Mise en pratique >>
• 1. Dans l'extrait sur l'indemnisation par la CIVI, réécrivez plus brièvement le paragraphe qui commence par « Ainsi, même lorsque l’auteur » en gardant ses faits principaux.
• 2. Selon l'extrait sur l'indemnisation par la CIVI, dans quels cancers le Docteur X est-il spécialisé ?
• 3. Poursuivez le texte sur l'affaire du Docteur X devant la CIVI à partir de sa dernière phrase.

Extrait à lire >>
►
Tribunal de Grande Instance de Nice en date du 08 avril 2015
L’affaire dont il est fait état dans le présent article concerne l’indemnisation suite à une agression, d’un poste de préjudice assez particulier qu'est la pénibilité au travail et ce malgré l'impossibilité d'identifier les auteurs de l'infraction.
En effet, une personne victime d’une infraction peut demander sous certaines conditions à la Commission d’indemnisation des victimes d’infraction (CIVI) à être indemnisée du préjudice qu'elle subit.
La procédure devant la CIVI et les conditions de recevabilité sont prévues dans le Code de procédure pénale (articles 706-3 et suivants du CPP).
Ainsi, même lorsque l’auteur de l’infraction est insolvable ou bien inconnu, la victime pourra présenter une requête devant la CIVI et sera indemnisée par cette dernière si la demande est jugée recevable.
Notre cabinet a été amené à défendre les intérêts du Docteur X, cancérologue spécialisé dans les cancers de la mâchoire, ayant été agressé par des individus ayant pris la fuite.
En l’espèce, le Docteur X a été victime d’une tentative de vol avec violences volontaires alors qu’il circulait à bord de son scooter.
Alors qu’il était arrêté à un feu, deux individus se sont approchés de lui et l’ont violenté dans le but de lui dérober son véhicule.
Malgré la violence des coups portés, le Docteur X a réussi à se libérer et les auteurs de l’infraction se sont alors enfuis sans pouvoir être rattrapés et identifiés.
Suite à cette agression, le Docteur X a demandé à la CIVI du Tribunal de Grande Instance de NICE à ce qu’un expert soit désigné afin que ce dernier évalue le préjudice qu'il subit.
Après dépôt du rapport, le Docteur X a formulé une requête en indemnisation auprès de la CIVI qui a été déclarée recevable.
Sur la base du rapport d’expertise, le Docteur X à sollicité l’indemnisation de son entier préjudice devant la CIVI.
Plusieurs postes de préjudice ont été retenus, notamment l’indemnisation de la pénibilité au travail.
◄
Données fournies >>
►
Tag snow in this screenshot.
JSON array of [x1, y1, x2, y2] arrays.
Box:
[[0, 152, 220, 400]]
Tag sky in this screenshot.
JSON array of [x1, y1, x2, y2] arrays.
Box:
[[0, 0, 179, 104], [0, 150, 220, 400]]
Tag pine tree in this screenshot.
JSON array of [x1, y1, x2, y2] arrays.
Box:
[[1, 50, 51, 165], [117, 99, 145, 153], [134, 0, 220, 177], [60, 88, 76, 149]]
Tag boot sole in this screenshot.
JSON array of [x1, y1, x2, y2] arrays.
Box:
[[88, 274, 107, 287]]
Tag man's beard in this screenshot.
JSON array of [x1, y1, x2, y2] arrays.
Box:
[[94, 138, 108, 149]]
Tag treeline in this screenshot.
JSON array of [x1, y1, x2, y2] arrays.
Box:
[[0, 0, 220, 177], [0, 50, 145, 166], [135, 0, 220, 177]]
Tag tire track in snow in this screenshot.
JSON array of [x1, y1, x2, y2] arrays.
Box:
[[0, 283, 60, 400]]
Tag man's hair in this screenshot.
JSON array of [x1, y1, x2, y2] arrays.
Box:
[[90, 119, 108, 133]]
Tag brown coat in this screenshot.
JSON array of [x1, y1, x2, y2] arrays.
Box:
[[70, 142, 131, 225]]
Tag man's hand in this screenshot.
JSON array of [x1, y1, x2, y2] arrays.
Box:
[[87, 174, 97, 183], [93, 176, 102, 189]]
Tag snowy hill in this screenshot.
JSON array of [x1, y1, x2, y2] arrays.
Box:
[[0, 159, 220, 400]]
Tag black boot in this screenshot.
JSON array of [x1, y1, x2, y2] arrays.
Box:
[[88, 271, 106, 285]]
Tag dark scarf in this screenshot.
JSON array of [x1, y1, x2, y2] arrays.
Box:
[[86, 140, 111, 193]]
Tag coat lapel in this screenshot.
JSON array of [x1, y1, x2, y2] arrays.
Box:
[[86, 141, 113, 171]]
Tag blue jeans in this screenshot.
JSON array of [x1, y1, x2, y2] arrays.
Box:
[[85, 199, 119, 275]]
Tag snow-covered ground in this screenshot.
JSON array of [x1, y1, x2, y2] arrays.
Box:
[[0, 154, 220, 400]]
◄
Réponses par consigne >>
• 1. Même si l’auteur de l’infraction est insolvable ou inconnu, la victime peut saisir la CIVI par une requête et sera indemnisée si sa demande est jugée recevable.

• 2. Il est spécialisé dans les cancers de la mâchoire.

• 3.
Comme son nom l’indique, ce poste de préjudice vise à indemniser les conséquences de l’agression sur le travail du Docteur X.
Le Docteur X est un chirurgien hautement spécialisé et a un savoir faire reconnu dans le monde entier en ce qui concerne notamment la chirurgie réparatrice de la mâchoire à la suite d’un cancer.
Notre argumentation a été de démontrer que la quasi-totalité des opérations effectuées par le Docteur X nécessite un positionnement des membres supérieurs à l’horizontale s’agissant de la microchirurgie.
De ce fait, la douleur aux épaules du fait de l’agression est souvent très lourde pendant ces opérations.
La CIVI a suivi notre argumentation et a indemnisé le Docteur X de ce poste de préjudice au motif que cette pénibilité au travail lors des opérations liées à l’état séquellaire physique imputable à l’infraction correspond à un poste de préjudice distinctement indemnisable.
Par ailleurs, la CIVI a indemnisé le Docteur X de tous les autres postes de préjudice imputables à l’agression.
Article rédigé par Monsieur Rami BEN KHALIFA, stagiaire au sein du Cabinet d’Avocat FOUQUES, étudiant à l’Université de Nice Sophia-Antipolis.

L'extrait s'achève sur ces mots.